Stored data
....

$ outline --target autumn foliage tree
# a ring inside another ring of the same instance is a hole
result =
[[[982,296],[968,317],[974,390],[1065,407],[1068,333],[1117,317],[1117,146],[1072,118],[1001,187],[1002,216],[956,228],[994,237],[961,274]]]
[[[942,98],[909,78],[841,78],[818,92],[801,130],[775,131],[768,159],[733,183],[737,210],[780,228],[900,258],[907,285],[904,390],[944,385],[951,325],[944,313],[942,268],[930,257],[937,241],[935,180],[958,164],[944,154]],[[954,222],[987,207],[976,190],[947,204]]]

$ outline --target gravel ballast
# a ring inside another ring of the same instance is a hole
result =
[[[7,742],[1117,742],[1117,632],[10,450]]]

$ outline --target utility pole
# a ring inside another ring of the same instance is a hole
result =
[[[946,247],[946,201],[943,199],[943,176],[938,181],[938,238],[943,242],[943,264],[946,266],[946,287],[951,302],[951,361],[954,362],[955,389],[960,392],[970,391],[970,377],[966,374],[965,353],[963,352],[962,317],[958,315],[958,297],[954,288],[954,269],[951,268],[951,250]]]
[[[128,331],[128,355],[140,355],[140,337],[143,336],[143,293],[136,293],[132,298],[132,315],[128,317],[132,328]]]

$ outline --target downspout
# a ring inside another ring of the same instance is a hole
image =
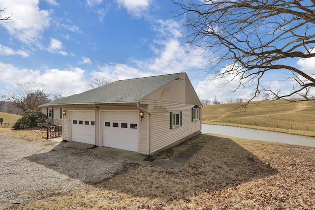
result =
[[[141,111],[149,114],[149,139],[148,140],[148,145],[149,146],[149,156],[151,156],[151,113],[148,110],[146,110],[140,107],[139,103],[137,104],[137,107]]]

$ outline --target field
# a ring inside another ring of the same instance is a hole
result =
[[[202,108],[203,123],[315,136],[315,101],[252,101],[246,110],[240,106],[245,104],[204,106]]]
[[[5,123],[6,123],[6,125],[7,125],[8,122],[11,124],[14,124],[15,122],[16,122],[16,120],[22,118],[22,117],[21,115],[13,115],[0,112],[0,118],[3,119],[2,126],[5,125]],[[0,126],[1,126],[1,125],[0,125]]]

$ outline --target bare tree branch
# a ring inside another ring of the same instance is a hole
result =
[[[263,92],[268,98],[315,99],[314,75],[287,62],[315,57],[314,0],[172,0],[179,8],[176,15],[185,17],[188,43],[217,59],[209,69],[216,79],[238,80],[237,88],[251,83],[251,100]],[[266,72],[279,70],[294,75],[287,77],[292,83],[289,93],[263,83]]]
[[[9,100],[14,106],[21,109],[23,112],[27,110],[39,111],[38,106],[50,102],[50,94],[45,93],[44,85],[33,82],[18,84],[15,91],[8,91]]]
[[[0,8],[0,21],[2,21],[6,23],[9,23],[11,22],[14,22],[14,20],[12,19],[12,17],[13,14],[11,14],[11,15],[3,15],[3,14],[6,14],[6,12],[5,12],[5,10],[7,9],[7,8],[4,8],[3,9]]]

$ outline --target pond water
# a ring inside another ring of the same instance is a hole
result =
[[[315,138],[277,132],[207,124],[202,124],[201,132],[203,133],[213,133],[254,140],[315,147]]]

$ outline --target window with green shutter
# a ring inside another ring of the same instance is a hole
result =
[[[183,123],[182,112],[170,112],[170,127],[173,129],[176,126],[181,126]]]

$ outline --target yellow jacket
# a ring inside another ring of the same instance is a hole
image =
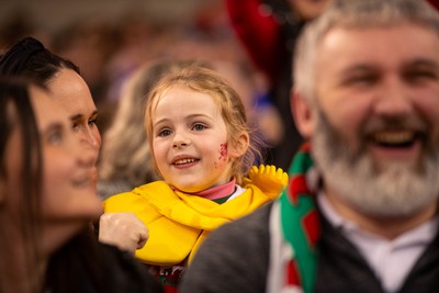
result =
[[[217,204],[156,181],[109,198],[104,211],[135,213],[148,227],[148,241],[136,251],[137,259],[156,266],[177,264],[188,256],[191,259],[211,230],[275,199],[288,176],[272,166],[254,167],[245,182],[246,191]]]

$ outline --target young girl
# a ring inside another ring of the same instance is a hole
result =
[[[277,198],[288,178],[272,166],[249,171],[260,153],[245,108],[213,70],[190,66],[165,76],[149,94],[145,126],[164,181],[113,195],[104,210],[145,223],[149,238],[136,258],[173,292],[209,233]]]
[[[99,244],[94,155],[35,84],[0,80],[0,292],[162,292],[131,256]]]

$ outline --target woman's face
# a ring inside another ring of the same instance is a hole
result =
[[[31,88],[43,158],[43,251],[53,251],[102,214],[92,148],[81,148],[57,98]]]
[[[101,135],[95,124],[98,110],[86,81],[71,69],[61,69],[47,84],[54,100],[67,112],[70,127],[80,140],[80,148],[91,149],[95,166],[101,148]],[[94,167],[94,181],[98,171]]]

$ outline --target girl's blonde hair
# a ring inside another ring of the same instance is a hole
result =
[[[227,140],[233,145],[239,145],[243,133],[250,136],[247,151],[235,159],[232,165],[232,176],[238,184],[248,173],[251,166],[262,162],[262,139],[247,124],[246,109],[236,91],[216,71],[201,66],[188,66],[178,72],[164,76],[149,93],[145,111],[145,127],[149,147],[153,150],[153,116],[160,99],[175,87],[184,87],[190,90],[206,93],[212,97],[221,110],[221,114],[227,128]],[[157,169],[157,164],[155,168]]]

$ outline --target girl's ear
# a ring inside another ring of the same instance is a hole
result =
[[[228,148],[228,154],[230,158],[239,158],[246,154],[248,145],[250,144],[250,136],[248,133],[244,132],[239,135],[238,142]]]

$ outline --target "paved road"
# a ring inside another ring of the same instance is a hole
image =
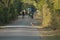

....

Pull out every line of the material above that contains the string "tree", treating uppercase and lowercase as different.

Response to this task
$ outline --target autumn foliage tree
$ outline --target bare tree branch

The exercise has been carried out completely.